→ The problem:
Copy the stretch of the article about the Saskatoon Blades and Bobby Kirkness from "As a show of" through "at the rink." word for word.

→ Text provided:
--------------------------------
The Saskatoon Blades will have a little extra motivation when they hit the ice this season as they play for one of their own.
Locker room attendant Bobby Kirkness was recently diagnosed with Stage 4 pancreatic cancer. It’s his second time with the disease after being treated for leukemia in 2016.
This time, however, surgery is not an option and Kirkness is facing a terminal prognosis.
As a show of support, the Blades will wear special “BK” helmet decals throughout the abbreviated Western Hockey League season. The team has also added Kirkness’s initials and a purple ribbon to their workout apparel.
“It means the world to me. I’ve kind of been walking on air for the last 10 days ever since I found out about this and it’s pretty hard not to be positive when you have a group like that and family and friends behind you,” Kirkness said.
It’s not the first time the Blades have rallied around the longtime volunteer. When Kirkness had leukemia the team named its annual pre-season tournament after him and each year since, the winning team has been presented with the Kirkness Cup.
Since he can’t join the team in the East Division hub center in Regina, the Blades came up with the helmet decals as a way to ensure his presence will still be felt at the rink.
“We felt this was something we could do to bring Bobby with us. I know in true Bobby fashion he was taken aback by it but he deserves this,” associate general manager Steve Hildebrand said in a video posted by the team on social media.
The Blades and Kirkness’s son, Brennan, have also established a GoFundMe campaign for Kirkness, who is foregoing chemotherapy in favour of an alternative treatment, the cost of which is not covered by insurance.
“When I was sick five years ago, the chemo worked. The kind of cancer I had, chemo was quite sensitive to that and it worked good and (the cancer) healed. This time they basically told me because I’d had cancer before and that it was in a bad spot that (chemo) may prolong my life by two months or three months and I just wasn’t prepared to be sick for half the time I may have to be around,” he said.
Kirkness’s treatment features a heavy dose of natural supplements. He takes upwards of 30 pills three times a day.
“It’s all about getting your body back to where it should be so it can heal itself,” he said.
Although he’s been given only a few months to live, Kirkness remains upbeat and focused on getting back to work with the team when it returns to its home arena next season.
“I’m so confident about this protocol that I’m following that maybe I’ll be the oldest dressing room guy in the WHL,” he joked.
In the meantime he’ll be watching the Blades from afar, knowing that a little piece of him will be along for the ride.
“It’s going to be pretty cool the first time I watch them live or whatever, and to see that it’s going to be pretty touching,” he said.
“I feel so fortunate and so lucky to be able to help out there when I can and be able to do what I do with the kids, and for them to do that for me has been such a wonderful thing for me and my family.”
--------------------------------
→ Material shown:
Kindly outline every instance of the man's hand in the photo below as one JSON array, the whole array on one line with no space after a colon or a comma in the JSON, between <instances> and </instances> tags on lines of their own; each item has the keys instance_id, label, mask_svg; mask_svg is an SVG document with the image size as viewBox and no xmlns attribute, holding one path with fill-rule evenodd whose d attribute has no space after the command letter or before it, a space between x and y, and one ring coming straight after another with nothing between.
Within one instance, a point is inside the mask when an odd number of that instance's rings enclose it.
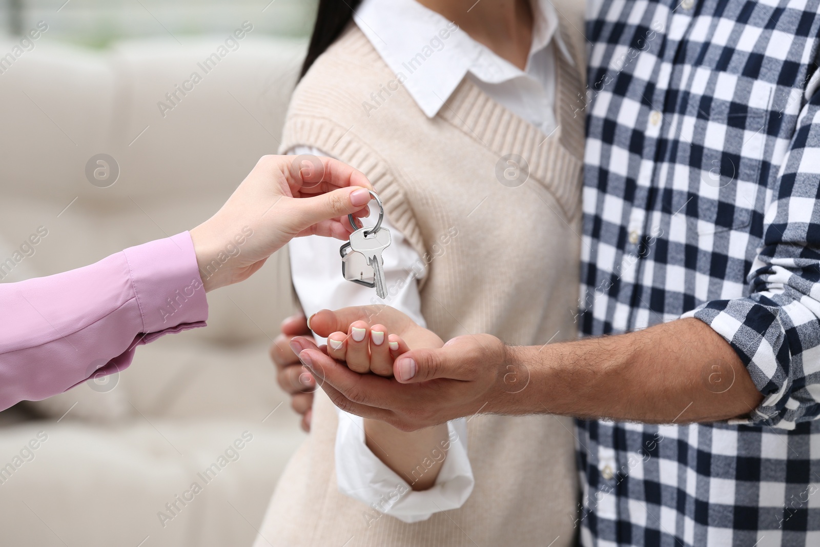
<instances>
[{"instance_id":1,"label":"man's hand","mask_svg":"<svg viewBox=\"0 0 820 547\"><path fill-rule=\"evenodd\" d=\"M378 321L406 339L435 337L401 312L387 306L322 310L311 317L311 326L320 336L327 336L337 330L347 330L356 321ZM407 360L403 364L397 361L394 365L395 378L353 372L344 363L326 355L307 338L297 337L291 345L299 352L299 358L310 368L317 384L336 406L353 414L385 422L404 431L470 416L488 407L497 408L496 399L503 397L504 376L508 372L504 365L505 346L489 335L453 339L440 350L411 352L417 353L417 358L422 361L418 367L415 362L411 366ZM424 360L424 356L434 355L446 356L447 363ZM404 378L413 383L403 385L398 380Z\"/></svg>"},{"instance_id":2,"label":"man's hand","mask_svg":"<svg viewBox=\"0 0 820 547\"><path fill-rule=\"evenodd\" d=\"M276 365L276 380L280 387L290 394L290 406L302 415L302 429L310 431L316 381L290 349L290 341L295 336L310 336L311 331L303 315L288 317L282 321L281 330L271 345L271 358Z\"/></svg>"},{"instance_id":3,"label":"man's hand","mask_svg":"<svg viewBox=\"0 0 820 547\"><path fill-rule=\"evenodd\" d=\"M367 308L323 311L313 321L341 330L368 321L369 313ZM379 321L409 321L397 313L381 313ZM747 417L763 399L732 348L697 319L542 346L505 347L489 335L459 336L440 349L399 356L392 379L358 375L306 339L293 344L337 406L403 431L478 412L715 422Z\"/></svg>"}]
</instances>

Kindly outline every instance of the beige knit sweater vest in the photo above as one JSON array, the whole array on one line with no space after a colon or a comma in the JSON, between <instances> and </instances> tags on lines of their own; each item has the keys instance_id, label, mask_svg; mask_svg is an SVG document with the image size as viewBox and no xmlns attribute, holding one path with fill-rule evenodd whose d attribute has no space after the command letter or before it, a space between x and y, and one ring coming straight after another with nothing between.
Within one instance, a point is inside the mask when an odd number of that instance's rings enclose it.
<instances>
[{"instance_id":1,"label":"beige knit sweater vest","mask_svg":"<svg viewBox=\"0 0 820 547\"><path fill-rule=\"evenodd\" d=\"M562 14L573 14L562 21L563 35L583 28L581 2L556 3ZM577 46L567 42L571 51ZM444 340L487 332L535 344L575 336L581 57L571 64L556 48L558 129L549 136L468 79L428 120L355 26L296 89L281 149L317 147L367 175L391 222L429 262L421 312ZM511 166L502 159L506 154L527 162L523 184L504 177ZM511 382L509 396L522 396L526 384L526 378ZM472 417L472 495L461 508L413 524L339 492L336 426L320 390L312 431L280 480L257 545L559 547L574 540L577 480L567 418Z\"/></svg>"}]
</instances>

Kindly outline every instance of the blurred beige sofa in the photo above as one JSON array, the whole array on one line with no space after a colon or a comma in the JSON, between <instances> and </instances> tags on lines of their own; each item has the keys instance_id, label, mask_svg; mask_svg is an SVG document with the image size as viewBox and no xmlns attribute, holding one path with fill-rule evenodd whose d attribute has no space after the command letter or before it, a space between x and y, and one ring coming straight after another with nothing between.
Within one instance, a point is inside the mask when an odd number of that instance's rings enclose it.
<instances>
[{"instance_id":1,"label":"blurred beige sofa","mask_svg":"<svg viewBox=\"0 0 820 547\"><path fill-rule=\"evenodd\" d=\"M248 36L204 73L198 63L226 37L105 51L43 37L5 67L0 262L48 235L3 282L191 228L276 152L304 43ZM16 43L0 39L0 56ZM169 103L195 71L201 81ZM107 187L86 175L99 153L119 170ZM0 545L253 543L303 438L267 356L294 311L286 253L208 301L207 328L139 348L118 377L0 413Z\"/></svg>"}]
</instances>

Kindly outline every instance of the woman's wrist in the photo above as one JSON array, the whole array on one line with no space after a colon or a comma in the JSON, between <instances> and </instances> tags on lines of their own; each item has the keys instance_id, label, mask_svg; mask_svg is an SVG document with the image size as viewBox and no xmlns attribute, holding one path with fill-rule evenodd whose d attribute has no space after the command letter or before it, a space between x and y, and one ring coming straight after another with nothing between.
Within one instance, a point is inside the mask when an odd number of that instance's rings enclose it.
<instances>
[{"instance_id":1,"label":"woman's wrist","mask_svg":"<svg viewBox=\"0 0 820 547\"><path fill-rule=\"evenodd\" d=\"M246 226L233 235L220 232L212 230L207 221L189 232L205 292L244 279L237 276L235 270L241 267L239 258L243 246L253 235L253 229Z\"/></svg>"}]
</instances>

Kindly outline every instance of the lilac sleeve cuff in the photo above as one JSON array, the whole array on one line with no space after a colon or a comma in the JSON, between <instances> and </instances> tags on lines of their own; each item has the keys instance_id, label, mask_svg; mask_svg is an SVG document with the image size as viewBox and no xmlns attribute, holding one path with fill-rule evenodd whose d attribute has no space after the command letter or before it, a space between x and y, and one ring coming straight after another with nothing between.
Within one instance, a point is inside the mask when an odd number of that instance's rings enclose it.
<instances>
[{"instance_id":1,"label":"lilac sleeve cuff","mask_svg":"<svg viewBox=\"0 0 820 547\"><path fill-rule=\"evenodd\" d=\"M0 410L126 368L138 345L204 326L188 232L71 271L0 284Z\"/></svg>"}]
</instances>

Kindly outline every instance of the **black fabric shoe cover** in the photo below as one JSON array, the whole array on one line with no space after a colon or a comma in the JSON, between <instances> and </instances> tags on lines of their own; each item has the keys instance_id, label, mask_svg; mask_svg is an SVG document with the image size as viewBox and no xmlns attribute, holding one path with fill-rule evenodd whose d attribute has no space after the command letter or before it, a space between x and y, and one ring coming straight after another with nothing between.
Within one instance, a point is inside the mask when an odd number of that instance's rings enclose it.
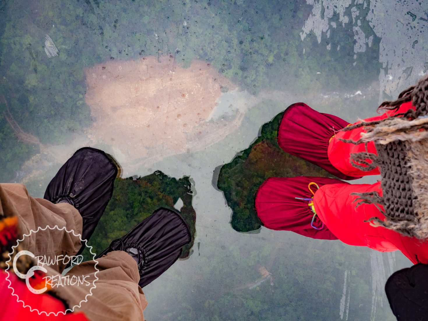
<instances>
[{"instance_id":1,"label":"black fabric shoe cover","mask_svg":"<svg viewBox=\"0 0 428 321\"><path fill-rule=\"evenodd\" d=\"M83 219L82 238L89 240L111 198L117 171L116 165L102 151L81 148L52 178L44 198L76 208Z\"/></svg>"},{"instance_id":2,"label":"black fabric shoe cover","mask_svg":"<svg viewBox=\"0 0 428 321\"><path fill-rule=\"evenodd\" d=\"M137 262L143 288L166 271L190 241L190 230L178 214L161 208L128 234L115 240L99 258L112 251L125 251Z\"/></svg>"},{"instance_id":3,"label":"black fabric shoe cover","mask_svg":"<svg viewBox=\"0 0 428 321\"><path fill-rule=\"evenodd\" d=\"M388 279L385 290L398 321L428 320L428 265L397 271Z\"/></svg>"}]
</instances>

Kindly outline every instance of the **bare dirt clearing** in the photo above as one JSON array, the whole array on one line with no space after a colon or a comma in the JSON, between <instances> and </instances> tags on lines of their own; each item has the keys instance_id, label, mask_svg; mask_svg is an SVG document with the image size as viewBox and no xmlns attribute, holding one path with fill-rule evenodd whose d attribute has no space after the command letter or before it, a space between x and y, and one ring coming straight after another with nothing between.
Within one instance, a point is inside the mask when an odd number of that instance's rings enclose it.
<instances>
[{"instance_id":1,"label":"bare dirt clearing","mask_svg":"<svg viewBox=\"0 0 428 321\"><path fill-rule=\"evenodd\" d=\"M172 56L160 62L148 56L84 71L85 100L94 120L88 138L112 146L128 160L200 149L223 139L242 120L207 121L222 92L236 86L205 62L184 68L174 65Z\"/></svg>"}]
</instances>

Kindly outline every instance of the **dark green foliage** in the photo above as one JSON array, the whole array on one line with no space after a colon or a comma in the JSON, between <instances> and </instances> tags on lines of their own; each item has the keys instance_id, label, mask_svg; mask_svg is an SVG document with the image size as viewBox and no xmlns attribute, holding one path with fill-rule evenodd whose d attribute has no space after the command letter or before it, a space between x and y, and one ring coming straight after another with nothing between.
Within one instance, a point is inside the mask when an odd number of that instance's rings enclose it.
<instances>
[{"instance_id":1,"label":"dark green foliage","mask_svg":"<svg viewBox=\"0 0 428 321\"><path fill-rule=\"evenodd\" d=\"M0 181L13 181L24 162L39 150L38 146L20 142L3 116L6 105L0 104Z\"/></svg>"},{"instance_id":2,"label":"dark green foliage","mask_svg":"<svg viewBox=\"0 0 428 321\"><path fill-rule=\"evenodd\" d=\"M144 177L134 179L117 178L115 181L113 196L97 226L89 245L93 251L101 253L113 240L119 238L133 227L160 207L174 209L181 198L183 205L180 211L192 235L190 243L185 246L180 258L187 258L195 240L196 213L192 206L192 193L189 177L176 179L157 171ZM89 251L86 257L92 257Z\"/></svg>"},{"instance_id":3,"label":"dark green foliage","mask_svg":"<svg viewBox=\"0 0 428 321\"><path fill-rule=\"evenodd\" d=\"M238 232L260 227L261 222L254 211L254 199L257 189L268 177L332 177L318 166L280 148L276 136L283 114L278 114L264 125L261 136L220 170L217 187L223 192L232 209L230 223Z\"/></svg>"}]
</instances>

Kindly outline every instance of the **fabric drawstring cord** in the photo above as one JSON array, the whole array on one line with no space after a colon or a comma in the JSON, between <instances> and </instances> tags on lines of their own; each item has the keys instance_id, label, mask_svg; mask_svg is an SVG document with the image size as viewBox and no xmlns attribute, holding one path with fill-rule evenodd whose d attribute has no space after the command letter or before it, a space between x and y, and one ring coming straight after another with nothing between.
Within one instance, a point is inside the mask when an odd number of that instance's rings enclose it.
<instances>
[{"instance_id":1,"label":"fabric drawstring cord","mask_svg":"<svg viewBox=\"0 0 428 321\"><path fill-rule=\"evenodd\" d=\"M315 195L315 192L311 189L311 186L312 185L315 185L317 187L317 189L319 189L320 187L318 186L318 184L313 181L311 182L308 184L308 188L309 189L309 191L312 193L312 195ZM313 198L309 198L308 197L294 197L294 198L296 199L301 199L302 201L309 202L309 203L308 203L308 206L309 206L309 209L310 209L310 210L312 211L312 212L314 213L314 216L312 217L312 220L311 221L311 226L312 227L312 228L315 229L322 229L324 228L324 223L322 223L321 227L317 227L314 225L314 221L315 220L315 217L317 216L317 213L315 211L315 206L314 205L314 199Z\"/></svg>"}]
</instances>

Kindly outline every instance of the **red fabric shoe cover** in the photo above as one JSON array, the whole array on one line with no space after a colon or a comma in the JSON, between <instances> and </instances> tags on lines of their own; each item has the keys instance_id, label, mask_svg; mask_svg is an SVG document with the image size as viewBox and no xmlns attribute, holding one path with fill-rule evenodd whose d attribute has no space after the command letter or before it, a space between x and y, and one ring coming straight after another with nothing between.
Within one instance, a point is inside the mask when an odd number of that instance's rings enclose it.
--------------------------------
→ Exercise result:
As a show of support, the Blades will wear special “BK” helmet decals throughout the abbreviated Western Hockey League season. The team has also added Kirkness’s initials and a purple ribbon to their workout apparel.
“It means the world to me. I’ve kind of been walking on air for the last 10 days ever since I found out about this and it’s pretty hard not to be positive when you have a group like that and family and friends behind you,” Kirkness said.
It’s not the first time the Blades have rallied around the longtime volunteer. When Kirkness had leukemia the team named its annual pre-season tournament after him and each year since, the winning team has been presented with the Kirkness Cup.
Since he can’t join the team in the East Division hub center in Regina, the Blades came up with the helmet decals as a way to ensure his presence will still be felt at the rink.